[Start Information supplied]

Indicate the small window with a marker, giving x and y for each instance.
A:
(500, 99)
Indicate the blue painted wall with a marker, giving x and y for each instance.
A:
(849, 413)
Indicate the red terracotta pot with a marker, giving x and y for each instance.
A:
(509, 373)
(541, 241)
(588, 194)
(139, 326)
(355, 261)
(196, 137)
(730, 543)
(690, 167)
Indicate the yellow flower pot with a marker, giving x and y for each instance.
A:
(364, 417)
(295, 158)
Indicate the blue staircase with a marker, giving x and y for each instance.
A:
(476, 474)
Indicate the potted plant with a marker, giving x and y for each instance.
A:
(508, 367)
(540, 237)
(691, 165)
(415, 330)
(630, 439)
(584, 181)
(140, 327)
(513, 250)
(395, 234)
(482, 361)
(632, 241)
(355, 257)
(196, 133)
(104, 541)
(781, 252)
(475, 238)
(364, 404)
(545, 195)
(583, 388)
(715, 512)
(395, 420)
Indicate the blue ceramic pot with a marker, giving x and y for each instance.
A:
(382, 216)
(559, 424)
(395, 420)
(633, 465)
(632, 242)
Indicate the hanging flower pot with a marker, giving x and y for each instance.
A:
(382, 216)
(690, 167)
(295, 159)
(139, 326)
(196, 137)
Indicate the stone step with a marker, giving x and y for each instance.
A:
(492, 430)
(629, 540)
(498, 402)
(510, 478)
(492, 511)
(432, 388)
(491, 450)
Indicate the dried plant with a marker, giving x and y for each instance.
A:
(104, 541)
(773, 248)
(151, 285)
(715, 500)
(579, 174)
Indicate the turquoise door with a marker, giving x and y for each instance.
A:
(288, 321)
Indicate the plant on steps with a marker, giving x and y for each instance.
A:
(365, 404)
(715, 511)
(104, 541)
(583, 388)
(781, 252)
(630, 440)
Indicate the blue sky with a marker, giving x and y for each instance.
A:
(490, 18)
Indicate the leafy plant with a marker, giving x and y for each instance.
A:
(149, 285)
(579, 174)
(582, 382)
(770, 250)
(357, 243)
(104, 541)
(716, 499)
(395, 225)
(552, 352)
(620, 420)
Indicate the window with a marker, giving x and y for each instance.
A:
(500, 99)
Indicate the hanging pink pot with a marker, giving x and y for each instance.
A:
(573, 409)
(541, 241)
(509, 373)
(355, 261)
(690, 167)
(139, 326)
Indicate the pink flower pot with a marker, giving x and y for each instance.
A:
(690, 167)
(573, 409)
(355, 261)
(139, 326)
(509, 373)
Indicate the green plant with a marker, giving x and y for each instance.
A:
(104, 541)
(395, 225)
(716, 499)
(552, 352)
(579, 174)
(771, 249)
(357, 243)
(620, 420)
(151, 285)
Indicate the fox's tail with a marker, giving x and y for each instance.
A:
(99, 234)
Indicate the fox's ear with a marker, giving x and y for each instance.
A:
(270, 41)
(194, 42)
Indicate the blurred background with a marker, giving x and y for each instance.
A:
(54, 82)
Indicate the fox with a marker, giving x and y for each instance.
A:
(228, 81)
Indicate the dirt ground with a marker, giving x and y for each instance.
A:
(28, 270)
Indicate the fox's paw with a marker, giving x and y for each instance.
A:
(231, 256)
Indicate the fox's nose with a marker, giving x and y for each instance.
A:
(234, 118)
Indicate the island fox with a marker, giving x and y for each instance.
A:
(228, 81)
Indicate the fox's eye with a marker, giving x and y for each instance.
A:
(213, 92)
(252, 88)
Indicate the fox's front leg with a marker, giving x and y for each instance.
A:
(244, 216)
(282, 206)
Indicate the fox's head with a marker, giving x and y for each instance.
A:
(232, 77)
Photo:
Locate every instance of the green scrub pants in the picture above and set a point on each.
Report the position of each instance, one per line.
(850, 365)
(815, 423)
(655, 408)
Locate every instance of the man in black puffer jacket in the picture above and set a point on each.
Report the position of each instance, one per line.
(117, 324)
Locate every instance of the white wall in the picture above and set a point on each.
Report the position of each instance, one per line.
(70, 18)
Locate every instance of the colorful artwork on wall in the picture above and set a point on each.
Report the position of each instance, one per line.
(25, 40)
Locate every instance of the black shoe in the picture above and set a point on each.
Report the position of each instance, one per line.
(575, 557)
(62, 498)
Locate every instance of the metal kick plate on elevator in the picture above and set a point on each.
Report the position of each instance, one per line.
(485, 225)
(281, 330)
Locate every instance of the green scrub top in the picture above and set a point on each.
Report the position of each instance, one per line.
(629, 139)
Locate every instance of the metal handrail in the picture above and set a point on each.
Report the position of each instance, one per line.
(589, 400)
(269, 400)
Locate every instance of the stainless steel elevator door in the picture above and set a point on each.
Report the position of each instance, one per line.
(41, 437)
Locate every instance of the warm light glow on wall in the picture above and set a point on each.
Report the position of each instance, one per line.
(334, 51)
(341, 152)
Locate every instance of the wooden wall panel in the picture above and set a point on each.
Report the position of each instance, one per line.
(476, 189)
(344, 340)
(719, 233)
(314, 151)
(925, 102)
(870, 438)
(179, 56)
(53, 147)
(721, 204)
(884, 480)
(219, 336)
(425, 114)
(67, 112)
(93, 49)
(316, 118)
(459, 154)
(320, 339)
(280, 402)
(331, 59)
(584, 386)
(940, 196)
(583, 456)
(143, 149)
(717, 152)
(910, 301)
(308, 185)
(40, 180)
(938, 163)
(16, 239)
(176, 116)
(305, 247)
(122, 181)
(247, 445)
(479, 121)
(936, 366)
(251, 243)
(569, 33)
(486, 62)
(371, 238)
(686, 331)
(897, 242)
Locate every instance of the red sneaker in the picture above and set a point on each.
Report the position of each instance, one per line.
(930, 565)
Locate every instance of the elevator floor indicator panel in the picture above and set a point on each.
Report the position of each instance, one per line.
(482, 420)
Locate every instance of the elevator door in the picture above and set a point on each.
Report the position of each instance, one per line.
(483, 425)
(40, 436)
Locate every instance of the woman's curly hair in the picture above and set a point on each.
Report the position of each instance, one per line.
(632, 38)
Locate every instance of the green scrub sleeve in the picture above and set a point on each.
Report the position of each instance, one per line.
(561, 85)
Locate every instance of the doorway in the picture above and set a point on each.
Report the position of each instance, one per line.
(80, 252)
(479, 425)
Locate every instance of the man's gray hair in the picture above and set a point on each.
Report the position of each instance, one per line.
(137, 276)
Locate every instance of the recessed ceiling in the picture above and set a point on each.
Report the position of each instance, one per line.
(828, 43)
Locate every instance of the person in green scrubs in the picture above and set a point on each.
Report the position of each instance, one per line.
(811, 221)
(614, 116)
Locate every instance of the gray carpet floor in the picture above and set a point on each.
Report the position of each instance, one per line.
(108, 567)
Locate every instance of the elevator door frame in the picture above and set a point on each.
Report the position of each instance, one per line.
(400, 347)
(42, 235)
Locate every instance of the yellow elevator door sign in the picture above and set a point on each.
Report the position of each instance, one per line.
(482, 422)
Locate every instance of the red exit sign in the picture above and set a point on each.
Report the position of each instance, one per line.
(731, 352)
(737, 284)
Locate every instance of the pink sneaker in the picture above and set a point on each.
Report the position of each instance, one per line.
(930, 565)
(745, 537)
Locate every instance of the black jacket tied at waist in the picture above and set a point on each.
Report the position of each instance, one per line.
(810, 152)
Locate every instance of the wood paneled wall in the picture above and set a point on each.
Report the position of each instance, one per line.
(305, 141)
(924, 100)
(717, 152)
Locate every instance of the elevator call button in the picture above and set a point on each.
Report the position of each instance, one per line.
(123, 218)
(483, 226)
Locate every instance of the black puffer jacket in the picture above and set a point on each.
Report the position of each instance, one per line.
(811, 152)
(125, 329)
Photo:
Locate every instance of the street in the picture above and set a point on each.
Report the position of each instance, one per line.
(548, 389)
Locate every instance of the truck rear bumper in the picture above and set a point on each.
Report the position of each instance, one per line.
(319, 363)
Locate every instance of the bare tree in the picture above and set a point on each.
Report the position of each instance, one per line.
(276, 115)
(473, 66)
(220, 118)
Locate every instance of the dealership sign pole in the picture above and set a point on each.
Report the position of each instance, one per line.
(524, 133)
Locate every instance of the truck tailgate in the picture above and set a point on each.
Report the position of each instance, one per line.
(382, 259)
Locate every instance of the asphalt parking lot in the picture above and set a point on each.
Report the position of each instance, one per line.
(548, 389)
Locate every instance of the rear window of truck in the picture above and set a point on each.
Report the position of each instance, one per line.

[End Information supplied]

-- Stated problem --
Copy out exactly the lines running from the line with "Locate every instance of the yellow" to the end of the records, inclusive.

-- Problem solution --
Locate every instance of the yellow elevator door sign in the picture above and set a point on each.
Report the position of each instance, one per line.
(482, 422)
Locate every instance of the red exit sign in the picture above and set a point on each.
Report the position of each instance, one per line.
(731, 352)
(737, 284)
Locate every instance of the pink sneaker in the picture above and set a point on each.
Report the position of each instance, one per line.
(930, 565)
(745, 537)
Locate every instance of the black jacket tied at waist in the picture above and set a point on each.
Report the position of each instance, one per line.
(810, 152)
Locate every instance of the wood paneled wall in the picture above and set a point on each.
Report the position of each instance, one per line.
(305, 141)
(924, 100)
(717, 152)
Locate every instance of the elevator call button in the picture above and set a point on each.
Report the position of each instance, one per line.
(123, 218)
(483, 226)
Locate every instance of the black puffer jacket in the picture above and set a point on each.
Report the position of each instance, one per line.
(811, 152)
(125, 329)
Photo:
Locate every instance of the street in the picture above and set a point on each.
Report the position of each instance, one per line.
(548, 389)
Locate every instance of the truck rear bumper in the picture above and set a point on each.
Report the position of each instance, one per line.
(319, 363)
Locate every instance of the bare tree in the picture above and set a point on each.
Report the position of each instance, one per line.
(276, 115)
(473, 66)
(220, 118)
Locate every instance of the dealership sign pole in the picture above and set a point on each.
Report the position of each instance, one per line.
(524, 133)
Locate every instance of the truck tailgate in the picture above and set a point on each.
Report the position of each instance, one per line.
(382, 259)
Locate every instance of the asphalt parking lot in the picture above and set a point on each.
Report the position of each instance, one per line.
(548, 389)
Locate every instance of the rear window of truck in the picture above and set a point on each.
Report the position of each instance, one per line.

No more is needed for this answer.